SET EXERCISE 1 | Using the summaries on appellate delay, state whether each statement agrees with them: (a) an aggregate delay of 2,240 days is called facially unreasonable even for a serious contested case; (b) a finding of a due process violation requires at least one particular Barker factor; (c) Gosser involved a three-year delay in commencing review. Answer yes or no for each and quote the deciding words.
SET EXERCISE 2 | From the summaries on appellate delay, extract everything from "(in cases involving" down to "meaningful relief available).", word for word.

PAGE |
+---+

United States v. Gosser, 64 M.J. 93 (a two-year delay in commencing review under Article 66(c), UCMJ, that violated appellant’s right to due process was harmless beyond a reasonable doubt where there was no showing that appellant was prejudiced).  


United States v. Rodriguez-Rivera
, 63 M.J. 372 (in analyzing whether appellate delay has violated the due process rights of an accused, an appellate court first looks at whether the delay in question is facially unreasonable; if it is, then it examines and balances the four factors set forth in Barker v. Wingo: (1) the length of the delay; (2) the reasons for the delay; (3) appellant’s assertion of the right to timely review and appeal; and (4) prejudice). 


(if an appellate court concludes that appellant has been denied the due process right to speedy post-trial review and appeal, it will grant relief unless it is convinced beyond a reasonable doubt that the constitutional error is harmless). 


(in cases involving claims that appellant has been denied his due process right to speedy post-trial review and appeal, an appellate court may look initially to whether the denial of due process, if any, is harmless beyond a reasonable doubt; an appellate court will apply a similar analysis where, even though the denial of due process cannot be said to be harmless beyond a reasonable doubt, there is no reasonable, meaningful relief available). 


(even assuming that the delay of over six years to complete appellant’s appeal of right denied him his right to speedy review and appeal, no additional relief is appropriate or warranted where appellant had served his full term of confinement and reduction of adjudged forfeitures would have no meaningful effect in light of the provisions for automatic forfeitures; in addition, reducing the period of confinement enough to have a significant impact upon collected forfeitures would also require a dramatic reduction in the period of confinement that is unwarranted under the circumstances of this case; to fashion relief that would be actual and meaningful in this case would be disproportionate to the possible harm generated from the delay). 


United States v. Toohey, 63 M.J. 353 (convicted servicemembers have a constitutional due process right to a timely review and appeal of courts-martial convictions). 


(a due process analysis of speedy post-trial review and appeal cases utilizes four Barker factors:  (1) the length of the delay; (2) the reasons for the delay; (3) appellant’s assertion of the right to timely review and appeal; and (4) prejudice; once a due process analysis is triggered by a facially unreasonable delay, the four factors are balanced, with no single factor being required to find that post-trial delay constitutes a due process violation; each factor is analyzed and a determination is made as to whether that factor favors the government or appellant; an analysis of the factors is then balanced to determine whether there has been a due process violation; no single factor is required for finding a due process violation and the absence of a given factor will not prevent such a finding). 


(an aggregate delay of 2,240 days between the completion of the court-martial and the decision of the court of criminal appeals is facially unreasonable, even for a serious contested case, triggering the four-factor due process analysis). 


(where appellant has asserted his speedy trial right, it is entitled to strong evidentiary weight in determining whether he is being deprived of the right). 


(the framework for analyzing prejudice under the fourth Barker factor considers three interests:  (1) prevention of oppressive incarceration pending appeal; (2) minimization of anxiety and concern of those convicted awaiting the outcome of their appeals; and (3) limitation of the possibility that a convicted person’s grounds for appeal, and his or her defenses in case of reversal and retrial, might be impaired; the oppressive incarceration pending appeal subfactor relates to the substantive merit of appellant’s grounds for appeal; the anxiety and concern subfactor involves constitutionally cognizable anxiety that arises from excessive delay - appellant is required to show particularized anxiety or concern that is distinguishable from the normal anxiety experienced by prisoners awaiting an appellate decision; and the final subfactor, impairment of the ability to present a defense at a rehearing, relates directly to whether an appeal on a distinct substantive issue is found to be meritorious and whether a rehearing has been authorized).

+---+

Shape labeling records |
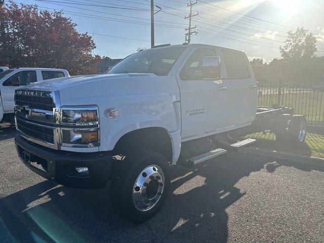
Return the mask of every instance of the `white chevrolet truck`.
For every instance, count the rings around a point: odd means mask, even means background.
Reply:
[[[283,107],[257,107],[241,51],[170,45],[133,54],[107,74],[64,77],[16,91],[15,143],[22,161],[66,186],[111,180],[114,209],[137,223],[162,207],[175,165],[192,167],[271,130],[303,142],[306,120]]]
[[[65,69],[7,68],[0,72],[0,123],[14,123],[14,97],[16,89],[33,83],[68,76],[69,73]]]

+---+

PROBLEM SOLUTION 1 |
(a) Yes: "an aggregate delay of 2,240 days between the completion of the court-martial and the decision of the court of criminal appeals is facially unreasonable, even for a serious contested case"
(b) No: "no single factor is required for finding a due process violation and the absence of a given factor will not prevent such a finding"
(c) No: "a two-year delay in commencing review under Article 66(c), UCMJ"

PROBLEM SOLUTION 2 |
(in cases involving claims that appellant has been denied his due process right to speedy post-trial review and appeal, an appellate court may look initially to whether the denial of due process, if any, is harmless beyond a reasonable doubt; an appellate court will apply a similar analysis where, even though the denial of due process cannot be said to be harmless beyond a reasonable doubt, there is no reasonable, meaningful relief available).